- [Selection]
<<<<
EDIT - After making suggested changes the query is slower than before. What ran in 10m 44s is currently at 30m and still running.
I made all of the requested changes except I did not change name of date in Date_Master and I did not drop the QPDate column from QP_Hist. (I have reasons for this and do not see it impacting the performance since I'm not referring to it in the query.)
REVISED QUERY
select x.symbol, x.dmdseqkey, avg(y.volume) as moving_average
from dbo.QP_HISTORY as x
join dbo.QP_HISTORY as y on (x.dmdseqkey between y.dmdseqkey and (y.dmdseqkey + 29))
and (y.symbol = x.symbol)
where x.dmdseqkey >= 20000
group by x.symbol, x.dmdseqkey
order by x.dmdseqkey desc ;
PK on QP_History
ALTER TABLE [dbo].[QP_HISTORY]
ADD CONSTRAINT [PK_QP_HISTORY] PRIMARY KEY CLUSTERED ([Symbol] ASC, DMDSeqKey] ASC)
FK on QP_History
ALTER TABLE [dbo].[QP_HISTORY] ADD CONSTRAINT [FK_QP_HISTORY_DATE_MASTER] FOREIGN KEY([DMDSeqKey]) REFERENCES [dbo].[DATE_MASTER] ([dseqkey])
>>>>
- [Dataset excerpts]
<<<<
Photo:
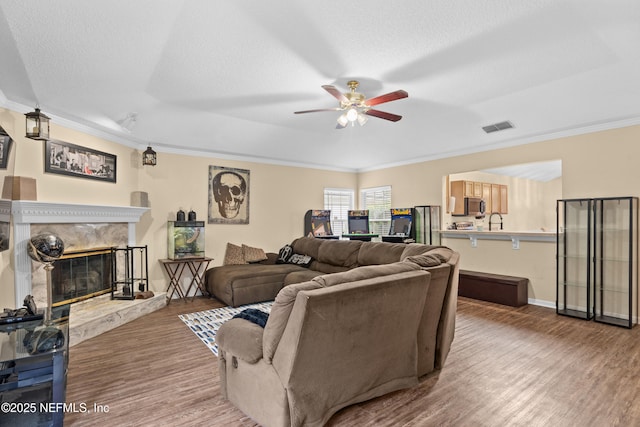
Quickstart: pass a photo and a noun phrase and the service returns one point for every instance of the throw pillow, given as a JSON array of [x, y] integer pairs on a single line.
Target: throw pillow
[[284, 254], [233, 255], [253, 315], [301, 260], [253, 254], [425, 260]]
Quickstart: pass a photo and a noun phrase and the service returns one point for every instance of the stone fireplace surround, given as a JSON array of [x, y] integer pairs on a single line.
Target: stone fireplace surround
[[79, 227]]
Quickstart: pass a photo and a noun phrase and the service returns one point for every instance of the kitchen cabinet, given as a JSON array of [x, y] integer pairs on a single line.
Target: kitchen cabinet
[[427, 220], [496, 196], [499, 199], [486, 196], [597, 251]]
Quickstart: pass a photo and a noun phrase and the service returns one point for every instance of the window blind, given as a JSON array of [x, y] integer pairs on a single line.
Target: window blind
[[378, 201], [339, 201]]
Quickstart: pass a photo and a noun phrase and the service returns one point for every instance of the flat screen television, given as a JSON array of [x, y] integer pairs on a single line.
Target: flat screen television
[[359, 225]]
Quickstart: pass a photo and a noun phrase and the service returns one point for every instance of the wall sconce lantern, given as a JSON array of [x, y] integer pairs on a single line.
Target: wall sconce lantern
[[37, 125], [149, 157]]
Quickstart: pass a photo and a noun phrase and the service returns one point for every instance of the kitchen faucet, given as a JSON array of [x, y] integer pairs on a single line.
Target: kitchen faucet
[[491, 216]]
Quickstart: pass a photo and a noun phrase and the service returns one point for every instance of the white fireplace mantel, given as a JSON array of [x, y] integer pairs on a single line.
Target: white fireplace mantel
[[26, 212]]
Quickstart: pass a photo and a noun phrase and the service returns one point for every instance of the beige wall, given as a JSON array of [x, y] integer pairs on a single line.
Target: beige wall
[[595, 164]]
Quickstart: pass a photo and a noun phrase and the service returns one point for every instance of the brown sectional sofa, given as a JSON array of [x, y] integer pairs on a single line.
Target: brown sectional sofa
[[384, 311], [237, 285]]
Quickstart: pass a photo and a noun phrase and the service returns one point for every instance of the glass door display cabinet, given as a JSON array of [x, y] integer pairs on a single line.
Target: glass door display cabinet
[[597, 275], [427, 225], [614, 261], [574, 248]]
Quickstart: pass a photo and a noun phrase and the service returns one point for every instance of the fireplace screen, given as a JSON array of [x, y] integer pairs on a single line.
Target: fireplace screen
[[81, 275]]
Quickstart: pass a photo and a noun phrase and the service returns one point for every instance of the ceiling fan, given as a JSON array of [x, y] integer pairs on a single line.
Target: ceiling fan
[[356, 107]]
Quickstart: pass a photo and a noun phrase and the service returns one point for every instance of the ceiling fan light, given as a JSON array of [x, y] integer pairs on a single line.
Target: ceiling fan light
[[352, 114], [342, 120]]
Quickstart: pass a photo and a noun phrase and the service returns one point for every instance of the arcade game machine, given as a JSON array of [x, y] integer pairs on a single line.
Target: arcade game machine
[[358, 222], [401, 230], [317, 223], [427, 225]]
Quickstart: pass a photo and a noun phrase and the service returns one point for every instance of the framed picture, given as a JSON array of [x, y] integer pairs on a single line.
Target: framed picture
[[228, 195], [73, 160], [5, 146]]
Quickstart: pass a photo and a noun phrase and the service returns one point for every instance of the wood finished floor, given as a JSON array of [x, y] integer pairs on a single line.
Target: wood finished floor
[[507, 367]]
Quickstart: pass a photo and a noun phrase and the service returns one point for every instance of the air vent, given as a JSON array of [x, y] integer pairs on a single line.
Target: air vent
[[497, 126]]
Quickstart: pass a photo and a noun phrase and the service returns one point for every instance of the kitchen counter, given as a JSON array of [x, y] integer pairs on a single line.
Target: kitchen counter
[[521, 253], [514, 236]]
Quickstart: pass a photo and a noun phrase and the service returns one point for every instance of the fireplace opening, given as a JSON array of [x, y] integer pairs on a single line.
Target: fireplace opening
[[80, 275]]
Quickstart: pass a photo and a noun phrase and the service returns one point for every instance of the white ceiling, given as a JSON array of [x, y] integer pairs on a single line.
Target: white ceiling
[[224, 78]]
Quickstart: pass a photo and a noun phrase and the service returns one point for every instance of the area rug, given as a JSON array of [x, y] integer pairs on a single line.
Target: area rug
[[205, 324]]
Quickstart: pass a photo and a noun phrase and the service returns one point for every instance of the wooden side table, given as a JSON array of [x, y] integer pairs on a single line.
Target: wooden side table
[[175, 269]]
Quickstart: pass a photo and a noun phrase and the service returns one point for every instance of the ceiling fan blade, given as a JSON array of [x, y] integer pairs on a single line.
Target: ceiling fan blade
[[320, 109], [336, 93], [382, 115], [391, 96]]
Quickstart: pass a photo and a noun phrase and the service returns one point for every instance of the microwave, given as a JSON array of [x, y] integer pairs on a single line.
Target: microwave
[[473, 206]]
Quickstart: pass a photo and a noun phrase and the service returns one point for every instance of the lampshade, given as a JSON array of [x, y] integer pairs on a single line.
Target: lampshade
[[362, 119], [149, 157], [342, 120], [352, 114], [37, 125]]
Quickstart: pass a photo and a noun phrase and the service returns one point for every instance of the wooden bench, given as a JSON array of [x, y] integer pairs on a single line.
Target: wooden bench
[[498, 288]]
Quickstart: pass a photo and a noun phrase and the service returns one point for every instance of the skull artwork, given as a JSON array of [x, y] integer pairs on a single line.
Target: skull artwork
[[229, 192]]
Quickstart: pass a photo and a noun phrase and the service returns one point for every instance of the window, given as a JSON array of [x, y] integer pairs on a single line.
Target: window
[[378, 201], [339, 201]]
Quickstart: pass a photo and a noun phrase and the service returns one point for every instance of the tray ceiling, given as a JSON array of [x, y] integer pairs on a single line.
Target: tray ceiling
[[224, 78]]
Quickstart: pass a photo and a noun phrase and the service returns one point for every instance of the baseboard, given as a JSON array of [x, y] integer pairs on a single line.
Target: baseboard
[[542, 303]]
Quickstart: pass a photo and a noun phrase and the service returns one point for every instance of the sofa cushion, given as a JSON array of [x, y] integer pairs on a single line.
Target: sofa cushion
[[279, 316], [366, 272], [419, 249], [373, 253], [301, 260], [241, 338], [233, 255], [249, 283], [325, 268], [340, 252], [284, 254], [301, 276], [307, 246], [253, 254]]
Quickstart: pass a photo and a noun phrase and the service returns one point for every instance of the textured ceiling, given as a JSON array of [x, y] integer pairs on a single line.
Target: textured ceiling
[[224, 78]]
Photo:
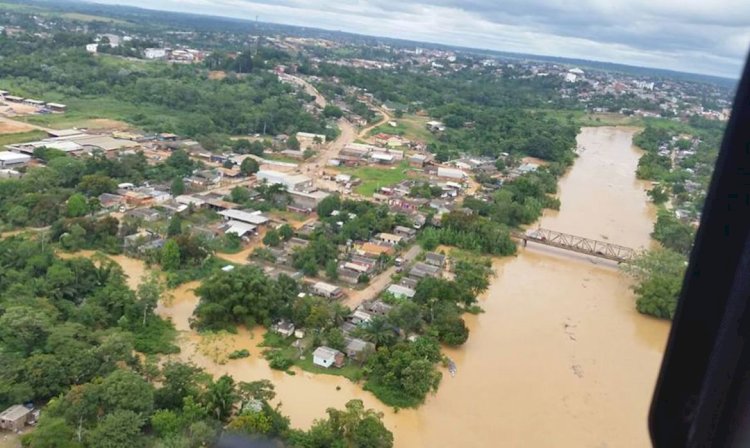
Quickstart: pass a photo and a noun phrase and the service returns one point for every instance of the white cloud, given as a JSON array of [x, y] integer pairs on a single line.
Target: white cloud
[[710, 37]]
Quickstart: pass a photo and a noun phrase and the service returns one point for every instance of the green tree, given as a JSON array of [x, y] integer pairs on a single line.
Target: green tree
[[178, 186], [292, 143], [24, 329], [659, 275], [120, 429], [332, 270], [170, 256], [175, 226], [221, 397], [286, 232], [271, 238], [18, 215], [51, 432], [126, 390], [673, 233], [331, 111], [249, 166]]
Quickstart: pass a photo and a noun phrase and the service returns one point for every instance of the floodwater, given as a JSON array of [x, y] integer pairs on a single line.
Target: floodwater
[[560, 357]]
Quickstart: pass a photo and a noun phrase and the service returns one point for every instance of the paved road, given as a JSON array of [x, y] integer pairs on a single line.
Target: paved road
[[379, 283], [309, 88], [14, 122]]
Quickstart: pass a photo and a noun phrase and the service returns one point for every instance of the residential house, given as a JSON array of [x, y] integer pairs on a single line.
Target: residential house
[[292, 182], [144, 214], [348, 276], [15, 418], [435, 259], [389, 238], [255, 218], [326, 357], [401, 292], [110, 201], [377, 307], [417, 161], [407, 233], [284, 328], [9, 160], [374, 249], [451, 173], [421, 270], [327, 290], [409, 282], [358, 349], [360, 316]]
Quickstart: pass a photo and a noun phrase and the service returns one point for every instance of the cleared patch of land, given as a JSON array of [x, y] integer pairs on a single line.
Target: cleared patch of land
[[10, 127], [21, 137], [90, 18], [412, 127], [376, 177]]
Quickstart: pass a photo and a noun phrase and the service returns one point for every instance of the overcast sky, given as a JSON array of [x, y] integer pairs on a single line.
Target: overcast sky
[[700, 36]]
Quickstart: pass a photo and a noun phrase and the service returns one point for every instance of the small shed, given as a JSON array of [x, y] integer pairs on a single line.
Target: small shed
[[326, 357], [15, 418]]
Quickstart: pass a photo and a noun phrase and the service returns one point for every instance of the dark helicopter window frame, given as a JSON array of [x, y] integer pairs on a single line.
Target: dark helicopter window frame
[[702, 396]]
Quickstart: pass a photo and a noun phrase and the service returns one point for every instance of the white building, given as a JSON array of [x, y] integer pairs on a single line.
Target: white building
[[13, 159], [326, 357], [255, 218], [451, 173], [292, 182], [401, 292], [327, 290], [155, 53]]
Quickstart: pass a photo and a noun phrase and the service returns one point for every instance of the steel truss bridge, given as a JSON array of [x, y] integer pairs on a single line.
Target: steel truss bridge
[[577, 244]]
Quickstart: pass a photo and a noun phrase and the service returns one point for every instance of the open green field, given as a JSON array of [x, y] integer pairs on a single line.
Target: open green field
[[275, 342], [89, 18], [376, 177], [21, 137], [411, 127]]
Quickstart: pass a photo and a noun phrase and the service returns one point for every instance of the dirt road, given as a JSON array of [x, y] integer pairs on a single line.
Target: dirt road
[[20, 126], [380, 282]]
>>>>
- [Given instruction A] In the SQL query post, how long did the query take to run before the suggested changes were made?
- [Given instruction B] Please write out the records from the line with "the baseboard, given" up to and including the line with "[[560, 357]]", leaving the pictures out.

- [Task response A] It ran in 10m 44s.

- [Task response B]
Quickstart: pass a photo and a noun phrase and the service returns one point for every instance of the baseboard, given as a JSON array of [x, y] integer pairs on a single line.
Target: baseboard
[[542, 303]]
Quickstart: pass a photo and a noun phrase and the service returns one point for every instance of the sofa cushion, given as a JSON array of [x, y] integer pairs on a single line.
Target: sofa cushion
[[279, 316], [366, 272], [419, 249], [373, 253], [301, 260], [241, 338], [233, 255], [249, 283], [325, 268], [340, 252], [284, 254], [301, 276], [307, 246], [253, 254]]
Quickstart: pass a photo and a noun phrase and the service returns one point for every instance of the textured ceiling, given as a JSON array of [x, y] integer pairs on a single line.
Target: textured ceiling
[[224, 78]]
Photo:
Quickstart: pass a photo and a noun phrase and the service returns one point for every instance of the white cloud, given as a JSON array of [x, y] integer pairs on a single line.
Target: white cloud
[[710, 37]]
Quickstart: pass a photo and a noun phrase and the service returns one point for every instance of the green tree, given as a JSON array of [x, y] integer pairs on a single line.
Target: green tree
[[178, 186], [292, 143], [24, 329], [659, 275], [120, 429], [332, 270], [170, 256], [175, 226], [221, 397], [286, 232], [271, 238], [18, 215], [51, 432], [126, 390], [673, 233], [331, 111], [249, 166]]
Quickstart: pass a photo and a noun phrase and the service returns one point for every instance of the floodwater, given as a JSON array of [x, y] integer pairs on a single line.
Target: floodwater
[[560, 357]]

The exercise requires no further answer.